*** Quellenauszug ***

Sie arbeiten dabei mit Forschenden zusammen, die mitunter so gar nicht ins Klischee passen, das wir von Historikerinnen und Historikern haben – Menschen, die in Flüchtlings- oder Aufnahmelagern leben beispielsweise. Wie kam es dazu?
Ich bin 2016 zum ersten Mal nach Kenia in das bereits genannte Flüchtlingscamp Kakuma gereist – im Zusammenhang mit Jeremy Adelman, der als Geschichtsprofessor damals noch an der Princeton University und nun an der University of Cambridge. Er leitet das Global History Lab und einen weltweiten Onlinekurs zu Global History von 1300 bis zur Gegenwart, den ich jedes Wintersemester an der UP anbiete. Damals wollte er von großen Kursstrukturen weg und hat kleinere, regionale Gruppen ins Leben gerufen. In diesem Rahmen war ich zweimal vor Ort in Kakuma, je einmal am Anfang und am Ende des Kurses. Dort hatte sich eine super engagierte Gruppe von Studierenden zusammengefunden. Menschen aus ganz Ostafrika und mit sehr verschiedenen Voraussetzungen: Jemand hatte einen Abschluss in Chemie, andere von der Highschool. Nach dem Ende des Kurses bin ich wieder gekommen und habe mit ihnen noch einen Workshop zu Oral History und der Bedeutung von lebensgeschichtlichen Perspektiven gemacht. Daraus ist dann die Idee für das Global History Dialogues Project entstanden – und die Gruppe bildete mit anderen Studierenden zusammen 2019 die erste Kohorte.
Wie können diese Menschen Geschichtswissenschaft betreiben?
Wir haben einen starken Fokus auf Oral History, was auch damit zu tun hat, dass viele der Teilnehmenden im globalen Süden kaum Zugang zu Archiven oder Bibliotheken haben. Was allen offen steht: online verfügbare Archive und die Möglichkeit, sich mithilfe der Methoden der Oral History selbst Quellen zusammenzustellen. Viele arbeiten oft zur eigenen Familien- oder regionalen Geschichte und können deshalb umfangreiche Quellen erschließen: Fotos, Briefe, Tagebücher, Zeugnisse, die helfen, das Bild zu vervollständigen. Bei der Arbeit von Gera Gizaw zum Camp in Kakuma sind, neben den vielen erzählten Geschichten, auch Orte (Kirche, Gräber usw.) als beredte Quellen verfügbar.

***

### Aufgabe
Schreibe das Interview über das Global History Dialogues Project im Anschluss an seinen letzten Satz weiter.

*** Bereitgestelltes Material ***

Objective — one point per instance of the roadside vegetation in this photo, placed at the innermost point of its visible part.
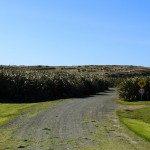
(36, 86)
(32, 84)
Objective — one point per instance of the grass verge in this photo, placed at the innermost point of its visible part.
(137, 120)
(10, 111)
(133, 103)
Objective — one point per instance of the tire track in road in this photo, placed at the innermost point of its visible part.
(74, 124)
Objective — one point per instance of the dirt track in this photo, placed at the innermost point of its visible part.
(81, 123)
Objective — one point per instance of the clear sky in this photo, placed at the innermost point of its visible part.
(75, 32)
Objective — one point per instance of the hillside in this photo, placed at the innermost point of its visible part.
(103, 70)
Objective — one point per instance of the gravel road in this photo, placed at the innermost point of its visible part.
(79, 123)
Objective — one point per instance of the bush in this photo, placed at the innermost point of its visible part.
(128, 89)
(34, 86)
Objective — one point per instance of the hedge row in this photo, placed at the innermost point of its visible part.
(129, 88)
(34, 86)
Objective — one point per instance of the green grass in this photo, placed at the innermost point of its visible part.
(133, 103)
(9, 111)
(139, 127)
(137, 120)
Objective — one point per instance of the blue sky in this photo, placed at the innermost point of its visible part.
(75, 32)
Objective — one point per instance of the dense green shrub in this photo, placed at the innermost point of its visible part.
(33, 86)
(128, 89)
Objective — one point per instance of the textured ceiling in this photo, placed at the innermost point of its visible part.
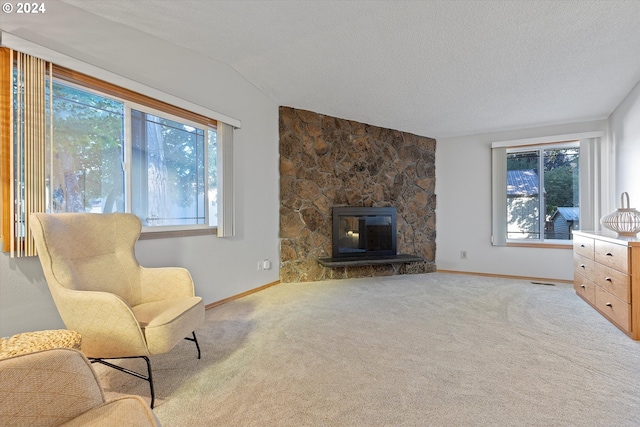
(435, 68)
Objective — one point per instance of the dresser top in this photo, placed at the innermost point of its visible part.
(609, 236)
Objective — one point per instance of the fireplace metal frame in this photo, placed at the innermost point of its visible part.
(340, 212)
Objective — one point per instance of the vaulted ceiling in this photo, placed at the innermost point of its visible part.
(436, 68)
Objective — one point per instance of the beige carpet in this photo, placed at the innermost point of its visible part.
(417, 350)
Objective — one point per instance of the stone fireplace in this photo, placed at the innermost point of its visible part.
(328, 162)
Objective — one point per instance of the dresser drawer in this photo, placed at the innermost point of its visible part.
(583, 265)
(613, 281)
(583, 246)
(612, 255)
(585, 288)
(615, 309)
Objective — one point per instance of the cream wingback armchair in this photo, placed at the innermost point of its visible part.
(121, 309)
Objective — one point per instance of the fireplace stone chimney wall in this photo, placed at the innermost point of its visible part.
(326, 162)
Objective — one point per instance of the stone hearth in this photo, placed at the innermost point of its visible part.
(327, 161)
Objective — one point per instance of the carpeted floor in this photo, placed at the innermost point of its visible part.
(416, 350)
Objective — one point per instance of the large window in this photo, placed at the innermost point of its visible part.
(75, 143)
(110, 155)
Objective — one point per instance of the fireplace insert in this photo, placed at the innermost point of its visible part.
(364, 233)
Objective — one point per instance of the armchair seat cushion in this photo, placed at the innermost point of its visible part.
(167, 322)
(126, 410)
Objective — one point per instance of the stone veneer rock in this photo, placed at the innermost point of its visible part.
(327, 162)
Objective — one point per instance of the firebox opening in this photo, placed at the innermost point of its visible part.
(364, 232)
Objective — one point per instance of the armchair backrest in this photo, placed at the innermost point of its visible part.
(90, 252)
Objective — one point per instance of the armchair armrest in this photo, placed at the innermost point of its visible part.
(105, 321)
(162, 283)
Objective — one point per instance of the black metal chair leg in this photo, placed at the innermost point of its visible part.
(195, 340)
(148, 378)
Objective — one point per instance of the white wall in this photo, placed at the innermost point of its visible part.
(221, 267)
(463, 215)
(625, 134)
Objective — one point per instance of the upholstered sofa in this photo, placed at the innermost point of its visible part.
(58, 387)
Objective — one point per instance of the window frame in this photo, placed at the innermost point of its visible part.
(541, 148)
(133, 101)
(226, 126)
(587, 141)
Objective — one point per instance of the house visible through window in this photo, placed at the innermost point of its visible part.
(542, 192)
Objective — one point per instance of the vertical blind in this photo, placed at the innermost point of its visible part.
(26, 145)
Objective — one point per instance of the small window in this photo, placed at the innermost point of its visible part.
(543, 196)
(536, 192)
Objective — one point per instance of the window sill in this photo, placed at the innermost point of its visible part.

***

### Ergebnis
Deshalb ist es für uns wichtig, im Kurs die Methodik zu erarbeiten: Wie müssen Interviews geführt und verschriftlicht werden? Wie sorge ich für eine ausreichend vielstimmige Quellensammlung, um Aussagen bewerten zu können? Letztlich sind die Mikrogeschichten dadurch auch Reflexionen darüber, was mit Oral History möglich ist. Wir wollen den Punkt hervorheben, dass historische Forschung eine Denkweise ist, eine Art und Weise Fragen zu stellen, die jeder lernen kann. Die Geschichtswissenschaft hat viel Zeit damit verbracht, sich abzugrenzen. Wir wollen weg von der Idee, dass Geschichte nur an Unis verfasst werden kann.
Einige der Arbeiten dieser Forschenden haben Sie zu einem Sammelband zusammengetragen. Worum geht es dabei?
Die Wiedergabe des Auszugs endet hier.